## START STORED ROWS

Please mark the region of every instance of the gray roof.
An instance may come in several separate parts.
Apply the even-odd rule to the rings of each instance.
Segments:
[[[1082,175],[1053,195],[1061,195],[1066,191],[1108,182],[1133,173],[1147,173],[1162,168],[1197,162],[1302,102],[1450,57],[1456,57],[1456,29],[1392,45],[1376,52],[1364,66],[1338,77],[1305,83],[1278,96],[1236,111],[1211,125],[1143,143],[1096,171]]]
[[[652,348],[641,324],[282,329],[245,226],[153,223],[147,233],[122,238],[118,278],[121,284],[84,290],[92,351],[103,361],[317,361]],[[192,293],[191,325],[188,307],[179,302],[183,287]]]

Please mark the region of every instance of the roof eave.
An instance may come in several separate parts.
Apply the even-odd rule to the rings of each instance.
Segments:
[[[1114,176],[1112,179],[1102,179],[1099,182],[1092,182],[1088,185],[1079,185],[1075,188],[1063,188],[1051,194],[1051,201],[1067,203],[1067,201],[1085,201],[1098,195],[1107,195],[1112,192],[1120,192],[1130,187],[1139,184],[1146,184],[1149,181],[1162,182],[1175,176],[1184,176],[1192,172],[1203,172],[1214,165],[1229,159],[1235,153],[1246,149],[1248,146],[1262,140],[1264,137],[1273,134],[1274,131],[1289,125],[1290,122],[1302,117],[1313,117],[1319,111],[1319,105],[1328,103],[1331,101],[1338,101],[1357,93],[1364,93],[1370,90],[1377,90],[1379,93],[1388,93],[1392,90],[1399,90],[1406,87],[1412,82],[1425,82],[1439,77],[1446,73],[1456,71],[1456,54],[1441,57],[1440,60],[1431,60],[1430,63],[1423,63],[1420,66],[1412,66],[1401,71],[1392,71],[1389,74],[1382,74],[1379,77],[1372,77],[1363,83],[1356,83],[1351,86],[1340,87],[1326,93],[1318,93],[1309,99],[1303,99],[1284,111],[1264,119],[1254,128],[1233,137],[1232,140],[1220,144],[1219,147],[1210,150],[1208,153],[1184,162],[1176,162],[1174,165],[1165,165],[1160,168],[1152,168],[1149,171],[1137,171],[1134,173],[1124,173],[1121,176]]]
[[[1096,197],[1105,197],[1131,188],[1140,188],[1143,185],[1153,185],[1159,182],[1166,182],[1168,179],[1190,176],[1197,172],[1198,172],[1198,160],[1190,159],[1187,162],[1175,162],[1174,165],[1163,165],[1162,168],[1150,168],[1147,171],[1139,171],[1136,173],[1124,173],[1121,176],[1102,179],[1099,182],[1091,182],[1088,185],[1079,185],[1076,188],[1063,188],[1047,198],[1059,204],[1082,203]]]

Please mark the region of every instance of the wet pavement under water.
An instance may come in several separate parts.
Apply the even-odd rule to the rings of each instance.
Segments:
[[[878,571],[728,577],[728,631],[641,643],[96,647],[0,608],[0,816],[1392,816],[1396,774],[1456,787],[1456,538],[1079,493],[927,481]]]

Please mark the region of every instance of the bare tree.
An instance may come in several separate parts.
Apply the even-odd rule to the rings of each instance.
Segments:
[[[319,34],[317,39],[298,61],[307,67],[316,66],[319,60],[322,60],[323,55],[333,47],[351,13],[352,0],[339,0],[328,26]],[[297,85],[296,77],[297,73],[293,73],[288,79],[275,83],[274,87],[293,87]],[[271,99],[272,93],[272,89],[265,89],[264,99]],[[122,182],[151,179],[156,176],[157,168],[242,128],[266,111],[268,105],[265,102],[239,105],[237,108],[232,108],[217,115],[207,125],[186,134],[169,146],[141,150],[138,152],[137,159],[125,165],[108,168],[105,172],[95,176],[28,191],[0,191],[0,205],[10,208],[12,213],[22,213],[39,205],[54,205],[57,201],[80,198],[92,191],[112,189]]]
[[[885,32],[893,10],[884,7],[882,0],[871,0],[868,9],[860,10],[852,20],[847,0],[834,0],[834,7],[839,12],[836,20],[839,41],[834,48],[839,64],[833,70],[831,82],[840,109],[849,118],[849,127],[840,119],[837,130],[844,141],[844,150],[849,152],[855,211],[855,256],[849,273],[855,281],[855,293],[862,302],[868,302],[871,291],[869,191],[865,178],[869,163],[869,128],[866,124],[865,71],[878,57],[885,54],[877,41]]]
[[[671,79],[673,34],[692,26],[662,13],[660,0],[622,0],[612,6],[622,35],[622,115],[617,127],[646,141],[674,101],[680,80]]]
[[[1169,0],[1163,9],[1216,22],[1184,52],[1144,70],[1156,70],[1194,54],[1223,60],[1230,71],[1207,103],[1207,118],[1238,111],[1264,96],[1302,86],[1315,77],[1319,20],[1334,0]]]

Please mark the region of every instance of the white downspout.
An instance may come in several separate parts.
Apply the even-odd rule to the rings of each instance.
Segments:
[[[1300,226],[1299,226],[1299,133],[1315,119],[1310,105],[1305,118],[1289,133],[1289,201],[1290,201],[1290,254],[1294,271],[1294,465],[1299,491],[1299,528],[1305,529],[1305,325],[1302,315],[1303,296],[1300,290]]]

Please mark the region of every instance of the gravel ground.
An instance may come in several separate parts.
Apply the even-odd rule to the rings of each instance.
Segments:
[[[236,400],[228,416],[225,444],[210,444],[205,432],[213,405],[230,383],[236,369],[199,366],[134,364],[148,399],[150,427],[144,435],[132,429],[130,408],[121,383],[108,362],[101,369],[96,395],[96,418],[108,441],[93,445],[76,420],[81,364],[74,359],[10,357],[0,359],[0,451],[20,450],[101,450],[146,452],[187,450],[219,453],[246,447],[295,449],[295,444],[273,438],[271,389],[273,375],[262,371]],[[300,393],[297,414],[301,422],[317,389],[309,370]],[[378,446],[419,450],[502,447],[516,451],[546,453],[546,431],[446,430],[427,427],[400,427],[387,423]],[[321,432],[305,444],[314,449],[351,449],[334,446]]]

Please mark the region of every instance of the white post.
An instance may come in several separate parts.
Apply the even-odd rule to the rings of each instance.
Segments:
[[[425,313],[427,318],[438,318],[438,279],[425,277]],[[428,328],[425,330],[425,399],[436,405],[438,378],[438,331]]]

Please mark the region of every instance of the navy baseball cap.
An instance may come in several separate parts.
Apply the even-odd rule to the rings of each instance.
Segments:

## END STORED ROWS

_INSTRUCTION_: Rewrite all the entries above, replacing "even-odd rule" with "nonzero winding rule" everywhere it occurs and keeping everything else the same.

_FULL SOLUTION_:
Please mark the region of every instance of the gray roof.
An instance may come in several separate parts.
Apply the nonzero winding rule to the rings of each instance.
Segments:
[[[1082,175],[1053,195],[1061,195],[1066,191],[1108,182],[1133,173],[1147,173],[1162,168],[1197,162],[1302,102],[1450,57],[1456,57],[1456,29],[1392,45],[1376,52],[1364,66],[1338,77],[1305,83],[1278,96],[1236,111],[1211,125],[1143,143],[1096,171]]]
[[[652,348],[641,324],[282,329],[245,226],[153,223],[147,233],[122,238],[118,278],[121,284],[84,290],[92,351],[103,361],[317,361]],[[192,293],[191,325],[188,307],[179,302],[183,287]]]

Please mark the region of every instance of the roof eave.
An instance may come in several separate parts.
Apply the nonzero winding rule to the rings of each instance.
Segments:
[[[1114,176],[1112,179],[1102,179],[1099,182],[1092,182],[1088,185],[1079,185],[1075,188],[1063,188],[1051,194],[1051,201],[1067,203],[1067,201],[1085,201],[1098,195],[1107,195],[1112,192],[1120,192],[1130,187],[1139,184],[1146,184],[1149,181],[1162,182],[1175,176],[1184,176],[1192,172],[1203,172],[1214,165],[1229,159],[1235,153],[1246,149],[1248,146],[1262,140],[1264,137],[1273,134],[1274,131],[1289,125],[1290,122],[1302,117],[1313,117],[1319,111],[1319,105],[1328,103],[1331,101],[1338,101],[1357,93],[1364,93],[1370,90],[1377,90],[1379,93],[1388,93],[1392,90],[1399,90],[1406,87],[1412,82],[1425,82],[1439,77],[1446,73],[1456,71],[1456,54],[1441,57],[1440,60],[1431,60],[1430,63],[1423,63],[1420,66],[1412,66],[1401,71],[1392,71],[1389,74],[1382,74],[1379,77],[1372,77],[1363,83],[1356,83],[1351,86],[1340,87],[1326,93],[1318,93],[1309,99],[1303,99],[1284,111],[1264,119],[1254,128],[1233,137],[1232,140],[1220,144],[1219,147],[1210,150],[1208,153],[1184,162],[1176,162],[1174,165],[1165,165],[1160,168],[1152,168],[1149,171],[1137,171],[1134,173],[1124,173],[1121,176]]]
[[[1096,197],[1105,197],[1131,188],[1140,188],[1143,185],[1153,185],[1159,182],[1166,182],[1168,179],[1190,176],[1197,172],[1198,172],[1198,160],[1190,159],[1187,162],[1175,162],[1174,165],[1163,165],[1162,168],[1150,168],[1147,171],[1139,171],[1136,173],[1124,173],[1121,176],[1102,179],[1099,182],[1091,182],[1088,185],[1079,185],[1076,188],[1063,188],[1047,198],[1059,204],[1082,203]]]

Please mark the region of every instance of the wet pavement under water.
An instance may come in several separate parts.
Apply the nonzero winding rule to the rings of each instance.
Segments:
[[[878,571],[728,577],[728,631],[641,643],[96,647],[0,608],[0,816],[1392,816],[1396,774],[1456,787],[1456,538],[1079,493],[927,481]]]

Please mark the region of every instance of the bare tree.
An instance may come in several separate parts.
Apply the nonzero winding rule to the rings of each instance.
Segments:
[[[319,34],[317,39],[298,61],[307,67],[316,66],[319,60],[322,60],[323,55],[333,47],[351,13],[352,0],[339,0],[328,26]],[[297,85],[296,77],[297,73],[293,73],[288,79],[275,83],[274,87],[293,87]],[[271,99],[272,93],[272,89],[265,89],[264,99]],[[122,182],[151,179],[156,176],[157,168],[242,128],[266,111],[268,105],[265,102],[239,105],[237,108],[232,108],[217,115],[207,125],[186,134],[169,146],[141,150],[138,152],[137,159],[125,165],[108,168],[105,172],[95,176],[28,191],[0,191],[0,205],[10,208],[12,213],[22,213],[39,205],[54,205],[57,201],[80,198],[92,191],[112,189]]]
[[[885,32],[893,10],[884,7],[882,0],[871,0],[868,9],[860,10],[852,20],[847,0],[834,0],[834,7],[839,12],[836,20],[839,41],[834,48],[839,64],[833,70],[831,82],[840,109],[849,118],[849,127],[840,119],[837,130],[844,141],[844,150],[849,152],[855,211],[855,256],[849,273],[855,281],[855,293],[862,302],[868,302],[871,291],[869,191],[865,178],[869,163],[869,128],[866,124],[865,71],[878,57],[885,54],[877,41]]]
[[[671,79],[673,34],[692,26],[662,13],[660,0],[622,0],[612,6],[622,35],[622,115],[617,127],[646,141],[674,101],[680,80]]]
[[[1169,0],[1163,9],[1216,22],[1184,52],[1144,70],[1156,70],[1194,54],[1223,60],[1230,71],[1207,103],[1207,118],[1238,111],[1264,96],[1302,86],[1315,77],[1319,20],[1334,0]]]

Please mark the region of every instance of the white downspout.
An instance may come in several separate parts.
Apply the nonzero winding rule to the rings of each instance.
Segments:
[[[1300,226],[1299,226],[1299,133],[1315,119],[1310,105],[1305,118],[1289,133],[1289,201],[1290,201],[1290,254],[1294,271],[1294,465],[1299,491],[1299,528],[1305,529],[1305,325],[1302,315],[1303,296],[1300,290]]]

Please mark the region of every instance of the gravel ground.
An instance may come in several separate parts.
Apply the nonzero winding rule to the rings of each instance.
Segments:
[[[236,400],[228,416],[225,444],[210,444],[205,432],[213,405],[230,383],[236,369],[199,366],[134,364],[148,399],[150,427],[144,435],[132,429],[130,408],[121,383],[108,362],[101,369],[96,395],[96,418],[108,441],[93,445],[76,420],[81,364],[74,359],[10,357],[0,359],[0,451],[20,450],[101,450],[146,452],[187,450],[219,453],[246,447],[295,449],[295,444],[273,438],[271,389],[273,375],[262,371]],[[300,393],[297,414],[301,422],[317,389],[309,370]],[[378,446],[419,450],[502,447],[516,451],[546,453],[546,431],[446,430],[427,427],[400,427],[387,423]],[[321,432],[305,444],[314,449],[351,449],[334,446]]]

Please mark the region of every instance of the white post.
An instance may come in several separate parts.
Apply the nonzero winding rule to the rings of each instance.
Segments:
[[[425,313],[427,318],[438,318],[438,279],[425,277]],[[428,328],[425,330],[425,399],[436,405],[438,378],[438,331]]]

Please mark the region of every instance of the navy baseball cap.
An instance may come in several separate parts.
Apply the nonzero winding rule to the rings of each instance.
Segments:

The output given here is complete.